### [Brief]
Reproduce the data below with each "one dot per instance" swapped for "a single dot for each instance" and everything else left as is.

### [Extracted material]
■ ■ ■

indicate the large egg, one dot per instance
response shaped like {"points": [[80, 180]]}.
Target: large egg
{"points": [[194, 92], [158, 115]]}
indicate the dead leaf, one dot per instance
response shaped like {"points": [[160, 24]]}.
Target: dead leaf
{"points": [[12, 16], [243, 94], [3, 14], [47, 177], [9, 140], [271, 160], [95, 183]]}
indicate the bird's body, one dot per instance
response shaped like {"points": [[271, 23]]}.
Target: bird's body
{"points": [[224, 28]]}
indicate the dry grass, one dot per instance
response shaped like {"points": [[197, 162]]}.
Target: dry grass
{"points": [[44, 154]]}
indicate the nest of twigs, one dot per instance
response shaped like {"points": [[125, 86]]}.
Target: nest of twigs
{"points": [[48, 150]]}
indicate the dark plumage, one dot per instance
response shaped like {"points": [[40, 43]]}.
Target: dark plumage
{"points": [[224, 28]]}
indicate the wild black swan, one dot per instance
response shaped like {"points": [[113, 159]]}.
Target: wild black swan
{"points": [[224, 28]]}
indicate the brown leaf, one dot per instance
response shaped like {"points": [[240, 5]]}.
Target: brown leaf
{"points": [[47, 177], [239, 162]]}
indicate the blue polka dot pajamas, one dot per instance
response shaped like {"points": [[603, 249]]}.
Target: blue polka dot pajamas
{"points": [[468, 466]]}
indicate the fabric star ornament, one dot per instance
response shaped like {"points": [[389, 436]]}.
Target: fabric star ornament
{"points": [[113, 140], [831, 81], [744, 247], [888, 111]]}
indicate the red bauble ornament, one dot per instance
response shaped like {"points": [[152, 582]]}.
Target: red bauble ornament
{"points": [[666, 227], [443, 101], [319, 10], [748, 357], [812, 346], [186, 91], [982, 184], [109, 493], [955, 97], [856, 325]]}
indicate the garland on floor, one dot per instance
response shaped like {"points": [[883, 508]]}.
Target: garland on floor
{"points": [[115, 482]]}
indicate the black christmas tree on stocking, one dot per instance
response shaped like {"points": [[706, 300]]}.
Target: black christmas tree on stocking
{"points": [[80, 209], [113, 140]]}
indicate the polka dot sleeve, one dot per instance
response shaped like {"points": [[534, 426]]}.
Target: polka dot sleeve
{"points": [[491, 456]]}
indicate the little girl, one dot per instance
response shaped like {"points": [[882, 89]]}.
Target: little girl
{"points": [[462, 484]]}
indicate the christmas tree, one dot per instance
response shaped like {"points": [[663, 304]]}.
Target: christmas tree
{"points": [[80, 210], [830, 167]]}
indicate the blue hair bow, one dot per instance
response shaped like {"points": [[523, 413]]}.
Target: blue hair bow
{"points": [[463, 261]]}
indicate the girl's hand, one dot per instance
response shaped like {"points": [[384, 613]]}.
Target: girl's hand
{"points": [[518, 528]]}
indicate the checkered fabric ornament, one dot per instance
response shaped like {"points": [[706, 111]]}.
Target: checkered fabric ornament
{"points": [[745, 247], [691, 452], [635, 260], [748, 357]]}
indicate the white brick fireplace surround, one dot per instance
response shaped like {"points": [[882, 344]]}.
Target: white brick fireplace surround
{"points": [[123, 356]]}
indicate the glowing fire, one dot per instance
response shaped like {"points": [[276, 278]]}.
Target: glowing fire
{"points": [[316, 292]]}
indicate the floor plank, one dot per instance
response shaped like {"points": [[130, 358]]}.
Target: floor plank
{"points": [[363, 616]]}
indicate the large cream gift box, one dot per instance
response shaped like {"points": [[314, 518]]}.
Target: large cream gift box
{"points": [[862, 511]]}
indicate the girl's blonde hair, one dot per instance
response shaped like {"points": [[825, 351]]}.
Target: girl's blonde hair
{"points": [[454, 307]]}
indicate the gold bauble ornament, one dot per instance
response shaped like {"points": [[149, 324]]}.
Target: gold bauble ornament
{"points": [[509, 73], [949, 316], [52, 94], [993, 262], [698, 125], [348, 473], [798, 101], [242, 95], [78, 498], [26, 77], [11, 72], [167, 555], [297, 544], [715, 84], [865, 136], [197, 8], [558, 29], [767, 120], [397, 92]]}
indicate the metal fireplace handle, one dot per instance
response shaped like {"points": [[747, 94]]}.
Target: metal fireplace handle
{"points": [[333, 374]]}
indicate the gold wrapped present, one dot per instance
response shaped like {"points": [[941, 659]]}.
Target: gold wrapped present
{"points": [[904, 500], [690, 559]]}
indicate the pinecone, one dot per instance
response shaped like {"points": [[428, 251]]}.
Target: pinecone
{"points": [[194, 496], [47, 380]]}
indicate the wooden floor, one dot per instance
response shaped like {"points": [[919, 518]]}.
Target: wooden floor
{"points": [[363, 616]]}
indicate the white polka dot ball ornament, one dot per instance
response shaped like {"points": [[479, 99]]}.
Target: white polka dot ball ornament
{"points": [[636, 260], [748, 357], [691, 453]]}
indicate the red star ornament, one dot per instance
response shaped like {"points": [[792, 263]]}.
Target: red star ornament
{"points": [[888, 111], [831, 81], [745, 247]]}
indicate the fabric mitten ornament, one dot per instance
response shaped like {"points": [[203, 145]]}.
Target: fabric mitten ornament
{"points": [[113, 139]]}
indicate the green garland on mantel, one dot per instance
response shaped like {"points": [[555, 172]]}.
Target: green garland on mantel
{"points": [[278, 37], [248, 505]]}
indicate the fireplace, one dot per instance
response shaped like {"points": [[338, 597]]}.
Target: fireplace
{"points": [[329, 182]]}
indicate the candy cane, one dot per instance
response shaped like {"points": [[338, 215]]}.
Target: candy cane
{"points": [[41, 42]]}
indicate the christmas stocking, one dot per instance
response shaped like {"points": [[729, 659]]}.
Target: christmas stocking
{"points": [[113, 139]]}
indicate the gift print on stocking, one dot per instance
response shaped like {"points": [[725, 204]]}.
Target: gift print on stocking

■ ■ ■

### [Solution to this task]
indicate the large egg, a single dot for each instance
response shaped like {"points": [[80, 180]]}.
Target: large egg
{"points": [[194, 92], [158, 115]]}
indicate the dead leaf, a single dot for each instance
response shaped like {"points": [[160, 24]]}.
Target: dead leaf
{"points": [[12, 16], [243, 94], [3, 14], [47, 177], [9, 140], [271, 160], [95, 183]]}
indicate the bird's body, a single dot for each instance
response shaped like {"points": [[271, 23]]}.
Target: bird's body
{"points": [[224, 28]]}
indicate the dry grass, a single dot for each instance
response shaped like {"points": [[197, 162]]}.
Target: dry grass
{"points": [[44, 154]]}
indicate the nest of twigs, a single dot for each instance
response shaped like {"points": [[125, 86]]}.
Target: nest of twigs
{"points": [[48, 150]]}
indicate the dark plumage, a single dot for each instance
response shaped like {"points": [[40, 43]]}.
Target: dark plumage
{"points": [[224, 28]]}
indicate the wild black swan, a single dot for each instance
response shaped like {"points": [[113, 159]]}.
Target: wild black swan
{"points": [[224, 28]]}
indicate the brown leaf, a single dot for each instance
response shaped like {"points": [[240, 5]]}.
Target: brown leaf
{"points": [[47, 177], [239, 162]]}
indicate the blue polka dot pajamas, a single dot for each instance
response shaped like {"points": [[603, 249]]}.
Target: blue polka dot pajamas
{"points": [[468, 466]]}
indicate the fabric star ornament, a single dot for each instance
response shaped like {"points": [[389, 436]]}.
Target: fabric star ornament
{"points": [[113, 140], [831, 81], [744, 247], [888, 111]]}
indicate the red bauble ornament, a single dot for each instance
response shaped like {"points": [[152, 582]]}.
Target: red bauble ornament
{"points": [[666, 227], [443, 101], [319, 10], [748, 357], [812, 346], [186, 91], [982, 184], [109, 493], [955, 97], [856, 325]]}
indicate the garland on floor, a single dot for each instance
response shaped like {"points": [[883, 508]]}.
Target: garland on floor
{"points": [[115, 482]]}
indicate the black christmas tree on stocking, a single dot for each instance
response shaped like {"points": [[706, 300]]}.
Target: black christmas tree on stocking
{"points": [[80, 209], [113, 140]]}
indicate the polka dot sleeve, a single dot for each instance
response shaped like {"points": [[534, 426]]}.
Target: polka dot sleeve
{"points": [[491, 456]]}
indicate the little girl, a single dot for each instance
response shaped like {"points": [[882, 89]]}.
Target: little girl
{"points": [[462, 484]]}
indicate the christmas tree, a single dot for each instance
response shaped like {"points": [[663, 304]]}.
Target: christmas tree
{"points": [[80, 210], [830, 167]]}
indicate the blue hair bow, a single dot for each instance
response shaped like {"points": [[523, 413]]}.
Target: blue hair bow
{"points": [[463, 261]]}
indicate the girl's hand, a single dot for each instance
response shaped like {"points": [[384, 613]]}.
Target: girl's hand
{"points": [[518, 528]]}
indicate the checkered fabric ornament, a single dot for each instance
response shaped like {"points": [[706, 111]]}.
Target: checkered fabric ornament
{"points": [[745, 247], [691, 452], [635, 260], [748, 357]]}
indicate the white brick fireplace surround, a single dot for each instance
response shaped like {"points": [[882, 344]]}.
Target: white brick fireplace surround
{"points": [[123, 356]]}
indicate the glowing fire, a single dot for each instance
response shaped like {"points": [[276, 278]]}.
Target: glowing fire
{"points": [[316, 292]]}
indicate the floor plank, a single dot for each instance
response shaped like {"points": [[130, 358]]}.
Target: floor plank
{"points": [[363, 616]]}
indicate the large cream gift box, a single dot for each instance
response shaped like {"points": [[314, 518]]}.
Target: large cream gift box
{"points": [[862, 511]]}
indicate the girl's blonde hair, a single dot for each instance
response shaped like {"points": [[825, 351]]}.
Target: girl's blonde hair
{"points": [[454, 307]]}
indicate the gold bauble ornament, a single dot for each instance
response shaped like {"points": [[149, 324]]}.
Target: gold bauble ornament
{"points": [[509, 73], [949, 316], [52, 94], [993, 262], [698, 125], [348, 473], [798, 101], [242, 95], [78, 498], [26, 77], [11, 72], [167, 555], [297, 544], [715, 84], [865, 136], [197, 8], [558, 29], [767, 120], [397, 92]]}
indicate the metal fireplace handle, a single dot for each instance
response shaped like {"points": [[747, 94]]}.
Target: metal fireplace handle
{"points": [[333, 374]]}
indicate the gold wrapped present, a single dot for each instance
response shaped like {"points": [[941, 659]]}.
Target: gold wrapped present
{"points": [[904, 500], [690, 559]]}
indicate the pinecone, a single dot for each instance
response shaped like {"points": [[428, 251]]}.
Target: pinecone
{"points": [[194, 496], [47, 380]]}
indicate the wooden floor, a single dot for each instance
response shaped like {"points": [[919, 518]]}.
Target: wooden floor
{"points": [[363, 616]]}
indicate the white polka dot ball ornament, a single dot for each instance
response shaped like {"points": [[479, 99]]}.
Target: white polka dot ball ornament
{"points": [[636, 260], [748, 357], [691, 453]]}
indicate the red star ornament, a single dot for each instance
response shaped like {"points": [[792, 263]]}.
Target: red star ornament
{"points": [[888, 111], [831, 81], [745, 247]]}
indicate the fabric mitten ornament, a single dot for each instance
response shaped like {"points": [[203, 145]]}.
Target: fabric mitten ornament
{"points": [[113, 139]]}
indicate the green garland on mantel, a single dot for each instance
response shaped like {"points": [[555, 172]]}.
Target: green garland on mantel
{"points": [[278, 37], [248, 505]]}
indicate the fireplace, a single dot for each instance
response shaped like {"points": [[338, 597]]}.
Target: fireplace
{"points": [[329, 182]]}
indicate the candy cane, a single dot for each instance
response shaped like {"points": [[338, 215]]}.
Target: candy cane
{"points": [[41, 42]]}
indicate the christmas stocking, a single dot for each instance
response shaped like {"points": [[729, 659]]}.
Target: christmas stocking
{"points": [[113, 139]]}
indicate the gift print on stocking, a single dot for each instance
response shaped like {"points": [[725, 204]]}.
Target: gift print on stocking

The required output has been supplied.